Instructions for the task: Convert the part that opens with the line containing "Every instance of the road" and closes with the line containing "[(497, 249), (170, 242), (25, 205)]" into a two-column CSV with the headers instruction and response. Write one row per entry, with its text and its answer each in a single quoted field and any line breaks replaced by spaces.

Dataset records:
◇ ◇ ◇ ◇
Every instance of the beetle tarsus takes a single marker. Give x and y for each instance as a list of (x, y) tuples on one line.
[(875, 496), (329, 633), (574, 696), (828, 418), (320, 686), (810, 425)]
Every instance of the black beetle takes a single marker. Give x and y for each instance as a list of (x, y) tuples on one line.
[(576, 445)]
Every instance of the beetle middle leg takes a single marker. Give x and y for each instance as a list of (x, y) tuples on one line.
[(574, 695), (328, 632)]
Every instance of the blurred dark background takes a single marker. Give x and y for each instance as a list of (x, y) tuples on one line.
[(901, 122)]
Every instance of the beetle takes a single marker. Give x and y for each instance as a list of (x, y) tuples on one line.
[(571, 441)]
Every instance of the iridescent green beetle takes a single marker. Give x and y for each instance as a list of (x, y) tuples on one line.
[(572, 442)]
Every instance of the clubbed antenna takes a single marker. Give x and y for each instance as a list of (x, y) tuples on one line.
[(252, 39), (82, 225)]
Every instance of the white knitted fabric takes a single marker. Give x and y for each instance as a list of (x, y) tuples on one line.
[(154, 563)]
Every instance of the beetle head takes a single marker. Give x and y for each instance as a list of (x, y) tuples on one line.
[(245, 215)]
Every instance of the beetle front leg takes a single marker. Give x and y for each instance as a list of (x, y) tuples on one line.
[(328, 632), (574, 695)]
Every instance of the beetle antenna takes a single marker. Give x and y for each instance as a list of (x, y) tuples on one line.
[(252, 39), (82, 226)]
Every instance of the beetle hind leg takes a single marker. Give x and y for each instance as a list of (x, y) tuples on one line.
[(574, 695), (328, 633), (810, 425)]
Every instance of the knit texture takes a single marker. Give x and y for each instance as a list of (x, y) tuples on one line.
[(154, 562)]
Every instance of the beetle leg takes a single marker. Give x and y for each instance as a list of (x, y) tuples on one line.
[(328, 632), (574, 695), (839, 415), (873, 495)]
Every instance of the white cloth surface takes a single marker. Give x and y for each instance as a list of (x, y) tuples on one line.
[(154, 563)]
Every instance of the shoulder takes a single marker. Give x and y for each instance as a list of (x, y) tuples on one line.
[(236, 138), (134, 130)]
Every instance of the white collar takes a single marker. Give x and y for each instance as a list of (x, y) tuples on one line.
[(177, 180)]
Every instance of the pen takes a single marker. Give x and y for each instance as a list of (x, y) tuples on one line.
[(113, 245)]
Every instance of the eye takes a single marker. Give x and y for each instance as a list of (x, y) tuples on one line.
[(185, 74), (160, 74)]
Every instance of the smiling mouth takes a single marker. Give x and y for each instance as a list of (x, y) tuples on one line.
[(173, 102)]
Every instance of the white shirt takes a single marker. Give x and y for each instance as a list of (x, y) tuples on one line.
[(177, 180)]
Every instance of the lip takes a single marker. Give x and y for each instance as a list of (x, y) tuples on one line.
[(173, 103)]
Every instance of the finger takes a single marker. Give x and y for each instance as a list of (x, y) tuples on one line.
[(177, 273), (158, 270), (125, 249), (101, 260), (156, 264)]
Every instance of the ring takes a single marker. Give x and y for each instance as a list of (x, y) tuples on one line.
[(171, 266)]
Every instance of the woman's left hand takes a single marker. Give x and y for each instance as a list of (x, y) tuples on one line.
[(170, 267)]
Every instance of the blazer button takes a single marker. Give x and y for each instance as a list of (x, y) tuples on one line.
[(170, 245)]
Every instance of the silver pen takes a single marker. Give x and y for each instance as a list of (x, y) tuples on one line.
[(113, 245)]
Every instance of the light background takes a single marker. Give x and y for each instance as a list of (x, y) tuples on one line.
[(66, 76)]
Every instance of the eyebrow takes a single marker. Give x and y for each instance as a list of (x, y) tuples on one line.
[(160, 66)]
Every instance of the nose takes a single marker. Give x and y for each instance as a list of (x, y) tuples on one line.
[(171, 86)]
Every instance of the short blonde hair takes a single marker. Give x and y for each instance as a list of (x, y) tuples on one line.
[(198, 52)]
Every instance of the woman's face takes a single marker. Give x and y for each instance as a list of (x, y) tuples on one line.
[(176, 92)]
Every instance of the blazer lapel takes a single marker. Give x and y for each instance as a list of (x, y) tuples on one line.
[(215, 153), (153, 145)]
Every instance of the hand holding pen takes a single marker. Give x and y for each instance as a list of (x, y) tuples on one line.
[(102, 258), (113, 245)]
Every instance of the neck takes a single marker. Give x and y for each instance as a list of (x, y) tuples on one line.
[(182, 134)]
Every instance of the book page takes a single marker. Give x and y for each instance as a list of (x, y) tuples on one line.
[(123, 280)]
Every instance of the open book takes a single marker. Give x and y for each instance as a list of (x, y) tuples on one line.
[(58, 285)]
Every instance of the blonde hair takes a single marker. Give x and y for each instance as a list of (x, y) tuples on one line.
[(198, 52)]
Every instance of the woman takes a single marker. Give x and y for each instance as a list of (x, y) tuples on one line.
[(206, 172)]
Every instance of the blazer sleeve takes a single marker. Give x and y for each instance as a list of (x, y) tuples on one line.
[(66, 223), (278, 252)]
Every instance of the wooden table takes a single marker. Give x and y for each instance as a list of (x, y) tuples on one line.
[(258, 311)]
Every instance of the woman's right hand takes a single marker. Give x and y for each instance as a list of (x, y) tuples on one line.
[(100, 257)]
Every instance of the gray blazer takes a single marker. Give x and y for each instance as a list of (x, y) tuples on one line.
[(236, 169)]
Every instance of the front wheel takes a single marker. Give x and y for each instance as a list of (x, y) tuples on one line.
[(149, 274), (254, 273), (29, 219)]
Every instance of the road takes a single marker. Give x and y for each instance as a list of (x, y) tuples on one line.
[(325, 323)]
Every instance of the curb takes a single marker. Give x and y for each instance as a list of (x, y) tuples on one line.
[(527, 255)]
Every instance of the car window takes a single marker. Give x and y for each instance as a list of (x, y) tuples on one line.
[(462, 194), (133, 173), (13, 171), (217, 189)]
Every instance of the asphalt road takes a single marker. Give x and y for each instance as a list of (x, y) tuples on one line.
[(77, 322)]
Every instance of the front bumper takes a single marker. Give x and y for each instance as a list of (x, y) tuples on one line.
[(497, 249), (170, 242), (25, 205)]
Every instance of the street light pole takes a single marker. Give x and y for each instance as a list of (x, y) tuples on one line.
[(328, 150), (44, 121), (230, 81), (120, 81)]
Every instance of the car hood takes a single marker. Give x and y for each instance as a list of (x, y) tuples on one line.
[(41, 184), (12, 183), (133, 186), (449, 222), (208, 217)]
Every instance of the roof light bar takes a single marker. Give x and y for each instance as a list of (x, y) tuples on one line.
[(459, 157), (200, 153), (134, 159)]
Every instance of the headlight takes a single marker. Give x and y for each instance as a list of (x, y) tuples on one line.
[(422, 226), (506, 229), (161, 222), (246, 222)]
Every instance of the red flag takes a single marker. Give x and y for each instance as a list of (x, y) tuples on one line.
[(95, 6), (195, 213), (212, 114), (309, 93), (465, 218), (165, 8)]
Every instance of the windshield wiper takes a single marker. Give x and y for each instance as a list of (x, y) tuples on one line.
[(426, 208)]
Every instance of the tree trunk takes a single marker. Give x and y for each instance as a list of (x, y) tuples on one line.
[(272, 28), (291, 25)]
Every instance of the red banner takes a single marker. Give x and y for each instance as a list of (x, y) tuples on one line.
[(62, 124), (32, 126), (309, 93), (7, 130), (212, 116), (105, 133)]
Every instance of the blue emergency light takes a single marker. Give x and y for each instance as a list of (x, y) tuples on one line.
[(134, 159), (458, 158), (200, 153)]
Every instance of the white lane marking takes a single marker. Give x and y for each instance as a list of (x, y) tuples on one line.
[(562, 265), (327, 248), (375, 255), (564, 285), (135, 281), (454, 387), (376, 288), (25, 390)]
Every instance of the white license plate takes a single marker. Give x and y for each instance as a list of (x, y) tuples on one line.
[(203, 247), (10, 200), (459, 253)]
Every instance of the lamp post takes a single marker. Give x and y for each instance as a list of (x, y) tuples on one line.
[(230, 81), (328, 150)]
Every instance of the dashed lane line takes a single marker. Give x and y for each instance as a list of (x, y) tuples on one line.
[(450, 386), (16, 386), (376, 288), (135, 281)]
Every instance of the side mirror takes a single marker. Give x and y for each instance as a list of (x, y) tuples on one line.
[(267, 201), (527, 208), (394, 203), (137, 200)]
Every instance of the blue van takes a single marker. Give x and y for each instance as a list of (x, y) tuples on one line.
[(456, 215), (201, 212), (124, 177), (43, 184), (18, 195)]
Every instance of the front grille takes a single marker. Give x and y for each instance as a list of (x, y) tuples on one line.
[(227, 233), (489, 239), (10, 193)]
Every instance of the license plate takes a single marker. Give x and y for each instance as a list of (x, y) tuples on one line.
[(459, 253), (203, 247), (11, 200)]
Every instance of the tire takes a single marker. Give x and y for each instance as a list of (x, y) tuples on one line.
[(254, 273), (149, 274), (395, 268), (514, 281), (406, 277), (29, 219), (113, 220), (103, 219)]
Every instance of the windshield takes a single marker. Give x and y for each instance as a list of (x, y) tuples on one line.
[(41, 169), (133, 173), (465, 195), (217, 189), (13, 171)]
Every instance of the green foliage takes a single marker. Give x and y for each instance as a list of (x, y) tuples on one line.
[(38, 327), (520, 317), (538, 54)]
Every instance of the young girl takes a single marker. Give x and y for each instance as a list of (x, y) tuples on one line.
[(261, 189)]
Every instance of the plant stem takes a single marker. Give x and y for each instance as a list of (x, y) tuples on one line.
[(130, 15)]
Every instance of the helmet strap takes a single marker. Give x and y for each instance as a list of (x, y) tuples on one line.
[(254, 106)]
◇ ◇ ◇ ◇
Task response:
instruction,response
"Every instance of the road takes a single marker. Give x and y for each instance as a list of (x, y) tuples on one line.","[(325, 323)]"
"Every instance of the curb takes a single marker. Give x and y for each instance as a list of (x, y) tuples on one line.","[(527, 255)]"
"Every instance of the car window takes a single marker. Give x and y for each instance as a list of (x, y) tuples on one line.","[(462, 194), (133, 173), (13, 171), (217, 189)]"
"Every instance of the asphalt road takes a single marker. Give x and y for each instance as a list of (x, y) tuples on one line.","[(77, 322)]"
"Every instance of the front bumper takes a single marker. Give x and y for each instance as a list of (x, y) tuples on one line.","[(497, 249), (170, 242), (25, 205)]"